--- begin Quoted passage ---
Mark Edele (Hansen Chair in History, and Deputy Dean, Faculty of Arts) discussed the Putin regime’s future on 60 Minutes

Cordelia Fine (HPS) featured in the Australian’Research Magazine list of ‘living legends‘ – Australian researchers and scholars who influence public discourse world-wide.

A new digital resource was launched this month as part of Jacinthe Flore‘s (HPS) Linkage Project, Borderline Personality as Social Phenomena: An Interdisciplinary Study, The interactive resource is based on fieldwork with people with lived and living experiences of Borderline Personality Disorder (BPD).

Ash Green‘s book Birds in Roman Life and Myth was reviewed in the Bryn Mawr Classical Review. The reviewer found that “Green’s richly researched and interdisciplinary Birds in Roman Life and Myth has a lot to offer—not just about the past, but also about our current situation, giving us much to ponder about how we need to behave in the future.”
--- end Quoted passage ---
--- begin Extracted entries ---
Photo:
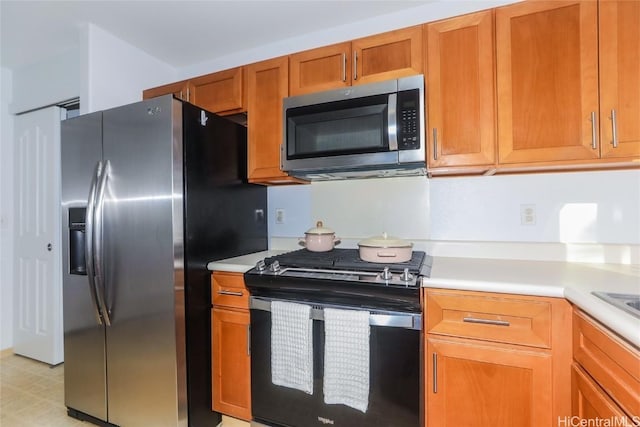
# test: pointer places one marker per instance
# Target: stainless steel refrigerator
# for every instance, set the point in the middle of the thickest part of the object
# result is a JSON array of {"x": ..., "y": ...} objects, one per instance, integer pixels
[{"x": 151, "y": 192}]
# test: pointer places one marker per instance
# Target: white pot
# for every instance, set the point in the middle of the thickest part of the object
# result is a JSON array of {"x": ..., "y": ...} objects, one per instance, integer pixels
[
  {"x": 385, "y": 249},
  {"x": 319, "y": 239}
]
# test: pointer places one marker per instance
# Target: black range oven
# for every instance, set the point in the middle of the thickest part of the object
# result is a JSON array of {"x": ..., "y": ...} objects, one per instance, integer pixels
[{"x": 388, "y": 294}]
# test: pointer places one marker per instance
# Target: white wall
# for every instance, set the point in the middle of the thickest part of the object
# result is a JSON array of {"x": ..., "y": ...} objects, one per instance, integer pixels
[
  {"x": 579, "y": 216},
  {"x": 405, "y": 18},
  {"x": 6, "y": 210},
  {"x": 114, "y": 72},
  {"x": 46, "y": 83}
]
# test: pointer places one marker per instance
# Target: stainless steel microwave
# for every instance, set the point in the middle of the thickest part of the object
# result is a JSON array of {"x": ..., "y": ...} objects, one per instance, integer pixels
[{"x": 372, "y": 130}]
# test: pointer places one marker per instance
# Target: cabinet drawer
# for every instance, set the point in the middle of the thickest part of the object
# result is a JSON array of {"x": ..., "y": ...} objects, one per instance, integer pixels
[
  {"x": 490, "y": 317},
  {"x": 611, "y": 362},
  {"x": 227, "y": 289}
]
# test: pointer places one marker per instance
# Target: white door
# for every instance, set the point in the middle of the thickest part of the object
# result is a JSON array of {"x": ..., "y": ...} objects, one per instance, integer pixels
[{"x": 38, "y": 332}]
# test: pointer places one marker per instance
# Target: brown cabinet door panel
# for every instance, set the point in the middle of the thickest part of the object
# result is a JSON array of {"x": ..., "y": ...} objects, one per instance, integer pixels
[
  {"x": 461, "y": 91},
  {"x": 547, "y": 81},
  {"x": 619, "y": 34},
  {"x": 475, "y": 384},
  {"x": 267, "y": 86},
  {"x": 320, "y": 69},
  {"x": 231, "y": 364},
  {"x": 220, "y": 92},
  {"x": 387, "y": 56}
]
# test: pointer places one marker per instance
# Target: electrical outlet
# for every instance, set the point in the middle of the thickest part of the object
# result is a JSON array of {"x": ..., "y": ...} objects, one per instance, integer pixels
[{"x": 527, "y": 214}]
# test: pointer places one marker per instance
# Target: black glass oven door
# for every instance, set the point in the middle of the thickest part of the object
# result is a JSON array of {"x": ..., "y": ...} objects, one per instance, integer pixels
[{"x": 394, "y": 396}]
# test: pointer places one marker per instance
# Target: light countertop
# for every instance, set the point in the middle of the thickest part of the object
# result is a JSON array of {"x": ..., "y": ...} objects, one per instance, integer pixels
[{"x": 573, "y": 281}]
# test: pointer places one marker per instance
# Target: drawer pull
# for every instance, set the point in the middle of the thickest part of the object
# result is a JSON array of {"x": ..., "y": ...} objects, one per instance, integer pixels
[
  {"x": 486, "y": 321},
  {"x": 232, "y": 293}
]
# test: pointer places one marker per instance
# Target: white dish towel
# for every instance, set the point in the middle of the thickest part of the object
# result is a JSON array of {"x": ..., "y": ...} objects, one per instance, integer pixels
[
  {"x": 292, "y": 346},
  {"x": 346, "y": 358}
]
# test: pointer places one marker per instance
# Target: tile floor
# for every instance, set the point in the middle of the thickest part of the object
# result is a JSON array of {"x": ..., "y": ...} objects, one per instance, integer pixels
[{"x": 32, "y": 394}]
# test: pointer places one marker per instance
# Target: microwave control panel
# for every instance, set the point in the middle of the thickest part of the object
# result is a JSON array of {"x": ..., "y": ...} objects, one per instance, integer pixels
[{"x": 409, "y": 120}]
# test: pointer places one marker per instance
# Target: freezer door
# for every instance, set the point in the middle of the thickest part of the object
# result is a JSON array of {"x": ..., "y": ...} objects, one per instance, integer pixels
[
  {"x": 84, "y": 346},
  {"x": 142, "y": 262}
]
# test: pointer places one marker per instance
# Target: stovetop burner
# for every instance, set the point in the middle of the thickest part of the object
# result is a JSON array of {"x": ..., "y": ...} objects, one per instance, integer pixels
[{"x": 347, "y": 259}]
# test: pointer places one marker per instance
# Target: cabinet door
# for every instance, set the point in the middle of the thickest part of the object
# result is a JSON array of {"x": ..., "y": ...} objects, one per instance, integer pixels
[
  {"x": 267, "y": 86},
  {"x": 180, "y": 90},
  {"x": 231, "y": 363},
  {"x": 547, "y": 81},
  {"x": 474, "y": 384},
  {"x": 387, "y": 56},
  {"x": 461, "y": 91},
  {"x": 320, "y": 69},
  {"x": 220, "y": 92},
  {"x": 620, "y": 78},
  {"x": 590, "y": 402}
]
--- end Extracted entries ---
Answer these from the faculty news items:
(a) On which program did Mark Edele discuss the future of the Putin regime?
(b) Which publication reviewed Ash Green's book?
(c) What do the researchers on the "living legends" list influence, according to the text?
The entries after the faculty news items are separate material and have no connection to them.

### [Correct response]
(a) 60 Minutes
(b) The Bryn Mawr Classical Review
(c) Public discourse worldwide